◆ Document section:
[start]

However, we do not need to rely on my right hon. Friend’s view on that because the hon. Member for Caerphilly (Wayne David), who interjected from the Labour Benches, blew the whole argument out of the water when he quoted, quite sensibly, the Library figures. They showed that the total effect, even on an analysis less favourable to the argument I am making than that which was provided by the independent source for my right hon. Friend the Member for Forest of Dean—the House of Commons Library analysis—the total net difference is two extra in London and one fewer in the south-west and in Northern Ireland. There is no significant distributional impact.
The right hon. Gentleman does not mention the knock-on effect: a number of other boundaries are affected as a consequence of that change.
As a matter of fact, very few are. Even if there were a few, the net distributional impact is very slight. That has to be put in context to be understood. This was another point that my right hon. Friend made very clearly. I will come in a moment to the point that the Bill very clearly has the purpose and the effect of ensuring that we will not proceed with redistribution before 2020. If we do not proceed with it, the disequilibrium—the lack of equivalence that Labour’s spokesman, the hon. Member for Denton and Reddish (Andrew Gwynne), said his party favours—would be far, far greater than the discrepancy would be, even on the House of Commons Library figures, if the distributional impacts from the new registration were not taken into account. So either equalisation matters or it does not matter.
In a moment.
It appears that we have cross-party consent, at least on the face of it, to equalisation. Equalisation will be achieved to a far greater degree by proceeding with the current arrangements than by not proceeding with them. The only further question we have to ask is whether it was the hon. Member for North West Durham, who introduced the Bill, or my right hon. Friend the Member for Forest of Dean and my hon. Friend the Member for Christchurch (Mr Chope) who were right when the discussion went on about whether it was possible to proceed with the hon. Lady’s Bill and for it to become an Act, and to proceed with the Boundary Commission proposals in time for 2020.
As it happens, I spent quite a lot of the past few years talking to the boundary commissions about these issues. I am prepared to say in Parliament, and I think it is not improper for me to say in Parliament, that I am absolutely certain from what they told me that there is not the ghost of a chance—and I think the spokesman for the Opposition, who appears to be a clever person, is perfectly aware that there is not a ghost of a chance—that we could have a redistribution before 2020 if we were to proceed with the hon. Lady’s Bill and it became an Act. That is, I think, the very purpose of the Bill.

[end]

◆ Records:
[start]

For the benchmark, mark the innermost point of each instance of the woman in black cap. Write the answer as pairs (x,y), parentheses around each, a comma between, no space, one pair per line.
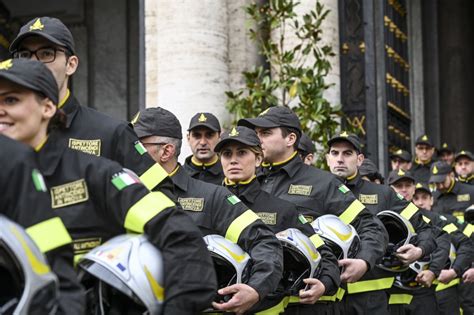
(241,154)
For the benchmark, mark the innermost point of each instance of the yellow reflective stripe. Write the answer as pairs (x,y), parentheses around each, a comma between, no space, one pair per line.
(239,224)
(452,283)
(370,285)
(277,309)
(409,211)
(468,230)
(400,299)
(49,234)
(145,209)
(351,212)
(316,240)
(153,176)
(450,228)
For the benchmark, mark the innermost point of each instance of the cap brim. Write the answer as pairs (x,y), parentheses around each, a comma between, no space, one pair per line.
(16,42)
(225,141)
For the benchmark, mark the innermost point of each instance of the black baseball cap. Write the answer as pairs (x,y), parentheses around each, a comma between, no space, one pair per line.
(401,154)
(31,74)
(306,144)
(157,121)
(205,120)
(424,139)
(48,27)
(438,171)
(464,153)
(239,134)
(399,174)
(277,116)
(348,137)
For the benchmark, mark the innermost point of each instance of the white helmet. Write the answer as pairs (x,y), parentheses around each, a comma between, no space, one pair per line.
(301,259)
(28,285)
(124,273)
(400,233)
(342,238)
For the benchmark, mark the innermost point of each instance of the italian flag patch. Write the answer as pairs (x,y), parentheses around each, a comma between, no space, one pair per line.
(233,199)
(124,179)
(38,181)
(140,148)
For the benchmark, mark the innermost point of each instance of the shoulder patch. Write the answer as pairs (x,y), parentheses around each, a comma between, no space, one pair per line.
(343,188)
(268,218)
(69,194)
(303,190)
(124,179)
(464,197)
(87,146)
(369,199)
(233,199)
(192,204)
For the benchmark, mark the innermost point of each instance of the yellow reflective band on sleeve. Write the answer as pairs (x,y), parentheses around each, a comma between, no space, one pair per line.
(468,230)
(145,209)
(450,228)
(452,283)
(49,234)
(352,212)
(370,285)
(409,211)
(316,240)
(400,299)
(153,176)
(239,224)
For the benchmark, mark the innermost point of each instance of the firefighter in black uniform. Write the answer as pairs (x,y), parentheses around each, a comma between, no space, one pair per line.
(313,191)
(464,167)
(215,210)
(424,151)
(447,290)
(203,134)
(26,201)
(368,294)
(97,198)
(240,154)
(48,40)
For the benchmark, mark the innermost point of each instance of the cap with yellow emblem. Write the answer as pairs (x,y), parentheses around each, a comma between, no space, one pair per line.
(438,171)
(47,27)
(205,120)
(238,134)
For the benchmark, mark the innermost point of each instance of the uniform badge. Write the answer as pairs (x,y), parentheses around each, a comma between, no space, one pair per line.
(267,217)
(464,197)
(69,194)
(303,190)
(87,146)
(369,199)
(192,204)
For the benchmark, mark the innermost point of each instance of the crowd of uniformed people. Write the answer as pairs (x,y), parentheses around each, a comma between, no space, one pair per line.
(99,217)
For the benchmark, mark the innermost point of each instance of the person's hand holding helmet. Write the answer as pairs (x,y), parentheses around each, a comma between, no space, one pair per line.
(425,278)
(353,269)
(315,291)
(243,298)
(447,275)
(409,253)
(468,276)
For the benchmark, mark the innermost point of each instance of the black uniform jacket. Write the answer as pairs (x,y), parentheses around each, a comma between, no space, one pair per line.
(98,199)
(316,192)
(455,201)
(216,210)
(24,199)
(280,215)
(95,133)
(209,173)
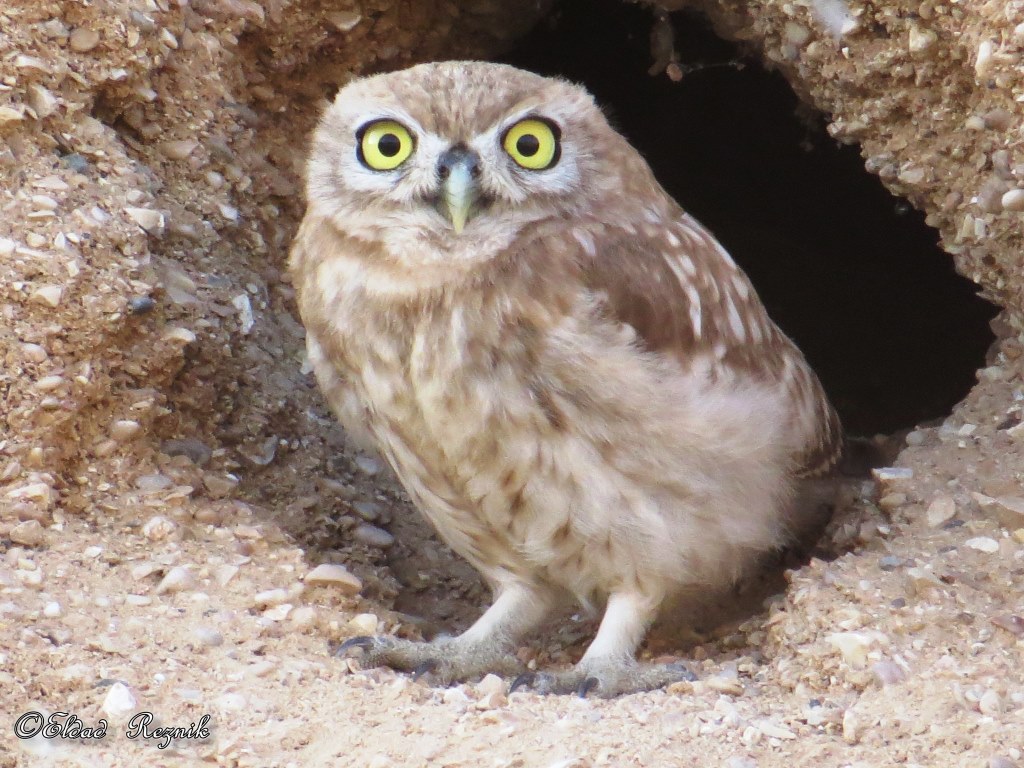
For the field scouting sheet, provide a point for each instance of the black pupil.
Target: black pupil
(389, 144)
(527, 144)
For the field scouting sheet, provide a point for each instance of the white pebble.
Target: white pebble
(1013, 200)
(921, 39)
(983, 544)
(303, 616)
(364, 624)
(231, 701)
(372, 536)
(278, 612)
(49, 383)
(368, 465)
(208, 636)
(125, 429)
(851, 727)
(941, 509)
(177, 579)
(158, 527)
(48, 295)
(337, 576)
(983, 64)
(153, 222)
(28, 534)
(120, 702)
(990, 702)
(852, 645)
(893, 473)
(270, 597)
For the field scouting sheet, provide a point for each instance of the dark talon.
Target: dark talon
(524, 680)
(426, 667)
(365, 642)
(588, 684)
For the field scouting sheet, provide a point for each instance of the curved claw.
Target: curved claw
(525, 680)
(364, 642)
(424, 668)
(586, 686)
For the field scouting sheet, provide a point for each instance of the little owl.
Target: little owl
(570, 377)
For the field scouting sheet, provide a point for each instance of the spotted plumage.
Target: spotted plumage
(574, 382)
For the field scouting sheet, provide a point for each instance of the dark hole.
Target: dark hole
(527, 145)
(389, 144)
(851, 272)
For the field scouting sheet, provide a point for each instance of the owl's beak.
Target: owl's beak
(459, 169)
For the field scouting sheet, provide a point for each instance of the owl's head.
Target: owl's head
(453, 160)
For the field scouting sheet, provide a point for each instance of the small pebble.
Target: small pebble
(368, 465)
(851, 727)
(270, 597)
(83, 39)
(119, 702)
(196, 450)
(303, 616)
(158, 527)
(177, 579)
(223, 573)
(48, 295)
(231, 701)
(990, 702)
(983, 544)
(154, 222)
(335, 576)
(28, 534)
(888, 673)
(279, 612)
(125, 429)
(372, 536)
(941, 509)
(364, 624)
(141, 305)
(178, 150)
(1014, 200)
(853, 646)
(369, 511)
(153, 482)
(208, 636)
(727, 685)
(893, 473)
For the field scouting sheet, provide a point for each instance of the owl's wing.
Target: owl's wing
(685, 297)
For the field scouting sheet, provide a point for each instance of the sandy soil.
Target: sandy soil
(170, 479)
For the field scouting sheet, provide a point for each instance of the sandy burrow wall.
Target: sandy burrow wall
(151, 156)
(932, 91)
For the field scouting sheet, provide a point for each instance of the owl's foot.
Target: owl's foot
(440, 662)
(606, 678)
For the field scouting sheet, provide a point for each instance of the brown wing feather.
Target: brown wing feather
(684, 296)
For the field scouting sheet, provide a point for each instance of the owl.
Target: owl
(573, 381)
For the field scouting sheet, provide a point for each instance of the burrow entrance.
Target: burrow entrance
(848, 270)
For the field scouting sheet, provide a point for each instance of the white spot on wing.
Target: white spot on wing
(586, 240)
(735, 322)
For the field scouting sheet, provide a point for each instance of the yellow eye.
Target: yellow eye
(384, 144)
(532, 143)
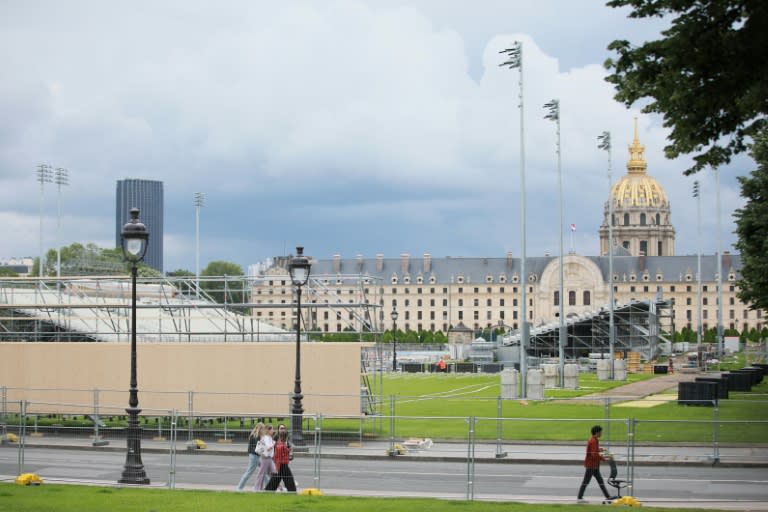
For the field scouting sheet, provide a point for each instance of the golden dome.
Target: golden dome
(636, 188)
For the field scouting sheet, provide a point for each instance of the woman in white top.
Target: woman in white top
(266, 468)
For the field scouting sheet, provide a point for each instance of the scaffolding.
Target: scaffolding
(640, 326)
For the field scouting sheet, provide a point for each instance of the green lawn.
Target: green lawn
(438, 405)
(75, 498)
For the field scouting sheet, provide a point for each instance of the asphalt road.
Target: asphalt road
(695, 486)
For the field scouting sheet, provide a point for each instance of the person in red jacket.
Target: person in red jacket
(282, 457)
(592, 464)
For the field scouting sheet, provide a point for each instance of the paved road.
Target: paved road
(656, 483)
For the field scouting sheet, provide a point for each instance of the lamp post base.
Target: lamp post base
(133, 471)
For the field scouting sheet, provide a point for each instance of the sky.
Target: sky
(348, 127)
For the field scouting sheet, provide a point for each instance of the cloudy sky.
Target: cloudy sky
(349, 126)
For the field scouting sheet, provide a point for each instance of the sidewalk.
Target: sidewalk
(486, 452)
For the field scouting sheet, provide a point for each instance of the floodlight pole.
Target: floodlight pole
(605, 144)
(515, 61)
(554, 115)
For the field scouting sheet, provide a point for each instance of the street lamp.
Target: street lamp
(298, 268)
(135, 237)
(394, 339)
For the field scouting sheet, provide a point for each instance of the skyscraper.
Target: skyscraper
(147, 196)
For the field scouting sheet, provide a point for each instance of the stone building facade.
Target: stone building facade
(436, 294)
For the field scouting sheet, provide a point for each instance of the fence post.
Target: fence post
(631, 436)
(22, 435)
(172, 449)
(318, 448)
(716, 432)
(607, 419)
(392, 425)
(471, 458)
(190, 409)
(500, 454)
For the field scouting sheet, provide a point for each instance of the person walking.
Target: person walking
(266, 452)
(282, 458)
(253, 457)
(592, 465)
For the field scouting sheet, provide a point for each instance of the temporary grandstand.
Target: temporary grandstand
(640, 326)
(99, 309)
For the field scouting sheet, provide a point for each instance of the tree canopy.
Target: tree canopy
(707, 77)
(227, 291)
(752, 229)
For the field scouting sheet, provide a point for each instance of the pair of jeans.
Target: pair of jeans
(285, 475)
(588, 474)
(253, 464)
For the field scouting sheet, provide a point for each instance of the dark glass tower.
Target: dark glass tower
(147, 196)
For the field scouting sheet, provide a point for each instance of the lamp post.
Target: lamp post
(298, 268)
(394, 339)
(135, 237)
(697, 195)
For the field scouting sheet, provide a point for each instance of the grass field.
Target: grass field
(71, 498)
(438, 405)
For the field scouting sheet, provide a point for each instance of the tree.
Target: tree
(707, 77)
(225, 291)
(752, 229)
(8, 272)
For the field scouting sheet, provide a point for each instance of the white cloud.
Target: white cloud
(394, 120)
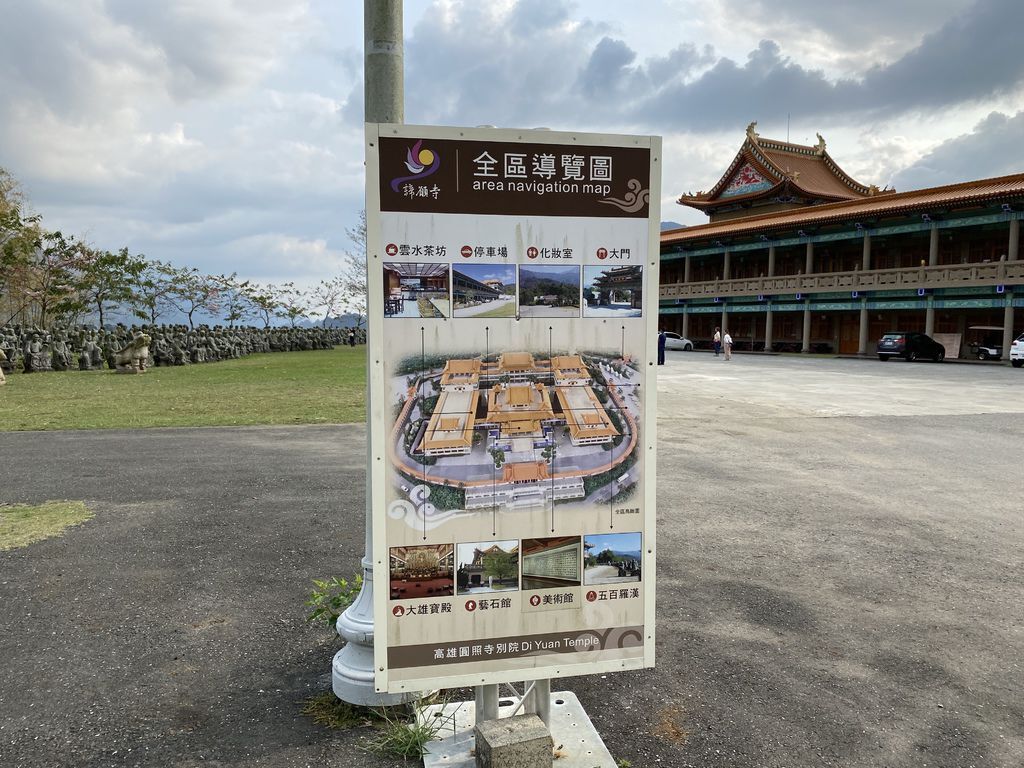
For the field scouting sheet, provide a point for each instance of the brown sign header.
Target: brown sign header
(511, 178)
(517, 646)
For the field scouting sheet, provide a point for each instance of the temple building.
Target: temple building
(798, 256)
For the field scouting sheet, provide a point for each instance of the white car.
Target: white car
(1017, 351)
(675, 341)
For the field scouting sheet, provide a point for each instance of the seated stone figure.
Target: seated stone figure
(36, 354)
(60, 355)
(134, 356)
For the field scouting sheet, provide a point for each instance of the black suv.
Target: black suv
(909, 346)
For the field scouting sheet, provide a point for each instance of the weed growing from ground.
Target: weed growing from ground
(330, 599)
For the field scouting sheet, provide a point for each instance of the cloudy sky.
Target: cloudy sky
(226, 134)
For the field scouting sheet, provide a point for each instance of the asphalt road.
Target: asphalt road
(840, 583)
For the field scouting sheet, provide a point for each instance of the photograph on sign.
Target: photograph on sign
(483, 291)
(416, 290)
(549, 291)
(512, 397)
(612, 291)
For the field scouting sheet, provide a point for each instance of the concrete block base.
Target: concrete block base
(574, 737)
(521, 741)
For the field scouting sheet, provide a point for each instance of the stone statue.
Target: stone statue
(134, 356)
(36, 355)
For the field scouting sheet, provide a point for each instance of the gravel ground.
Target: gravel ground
(840, 582)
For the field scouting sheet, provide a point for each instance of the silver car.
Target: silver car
(675, 341)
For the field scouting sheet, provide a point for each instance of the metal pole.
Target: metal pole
(352, 669)
(485, 697)
(541, 702)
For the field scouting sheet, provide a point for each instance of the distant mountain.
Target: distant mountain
(348, 320)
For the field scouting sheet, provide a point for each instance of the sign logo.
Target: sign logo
(420, 162)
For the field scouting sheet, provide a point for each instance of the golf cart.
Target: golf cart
(990, 345)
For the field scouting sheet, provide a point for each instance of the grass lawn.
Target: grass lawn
(22, 524)
(312, 387)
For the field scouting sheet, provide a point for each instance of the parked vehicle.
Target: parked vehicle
(675, 341)
(909, 346)
(990, 347)
(1017, 351)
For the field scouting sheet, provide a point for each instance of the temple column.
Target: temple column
(1008, 325)
(862, 331)
(806, 347)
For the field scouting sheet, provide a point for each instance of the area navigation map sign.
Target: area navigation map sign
(513, 307)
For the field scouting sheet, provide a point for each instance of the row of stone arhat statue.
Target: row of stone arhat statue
(138, 347)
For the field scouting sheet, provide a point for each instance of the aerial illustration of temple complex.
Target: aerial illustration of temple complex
(499, 422)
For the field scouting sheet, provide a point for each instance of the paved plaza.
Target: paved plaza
(840, 581)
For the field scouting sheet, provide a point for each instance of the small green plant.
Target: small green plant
(329, 711)
(331, 597)
(403, 735)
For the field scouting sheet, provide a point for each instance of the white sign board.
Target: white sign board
(513, 308)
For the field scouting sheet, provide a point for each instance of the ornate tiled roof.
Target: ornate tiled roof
(952, 196)
(768, 168)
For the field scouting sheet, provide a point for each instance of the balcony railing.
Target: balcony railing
(943, 275)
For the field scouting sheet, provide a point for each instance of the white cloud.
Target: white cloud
(228, 134)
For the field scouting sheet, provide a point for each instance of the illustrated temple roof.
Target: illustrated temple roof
(771, 175)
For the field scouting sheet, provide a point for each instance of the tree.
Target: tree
(153, 289)
(19, 241)
(107, 280)
(329, 295)
(194, 292)
(292, 303)
(50, 276)
(235, 298)
(353, 278)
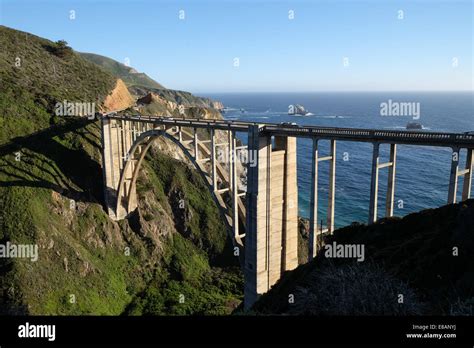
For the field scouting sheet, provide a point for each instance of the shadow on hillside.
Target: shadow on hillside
(47, 163)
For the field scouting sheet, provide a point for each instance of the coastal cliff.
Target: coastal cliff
(167, 258)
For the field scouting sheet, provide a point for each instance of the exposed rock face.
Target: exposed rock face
(119, 98)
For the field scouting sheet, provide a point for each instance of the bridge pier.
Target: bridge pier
(456, 173)
(466, 192)
(315, 233)
(272, 214)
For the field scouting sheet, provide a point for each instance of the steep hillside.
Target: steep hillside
(130, 76)
(425, 256)
(153, 98)
(35, 74)
(51, 196)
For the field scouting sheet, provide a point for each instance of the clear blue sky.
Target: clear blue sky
(275, 53)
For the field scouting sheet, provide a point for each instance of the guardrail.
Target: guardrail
(349, 134)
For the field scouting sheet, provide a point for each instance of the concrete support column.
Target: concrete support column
(255, 268)
(196, 146)
(213, 160)
(374, 184)
(466, 191)
(453, 178)
(271, 239)
(391, 181)
(313, 220)
(290, 223)
(229, 152)
(234, 191)
(332, 187)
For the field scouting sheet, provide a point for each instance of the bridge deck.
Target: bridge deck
(425, 138)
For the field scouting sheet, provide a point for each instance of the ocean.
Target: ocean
(422, 174)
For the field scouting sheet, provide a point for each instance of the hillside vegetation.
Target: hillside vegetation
(130, 76)
(51, 195)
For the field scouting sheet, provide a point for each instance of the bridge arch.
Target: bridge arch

[end]

◆ What the task requires: In the parliamentary debate excerpt, what total net difference do the House of Commons Library figures show?

◆ Full answer: Two extra in London and one fewer in the south-west and in Northern Ireland.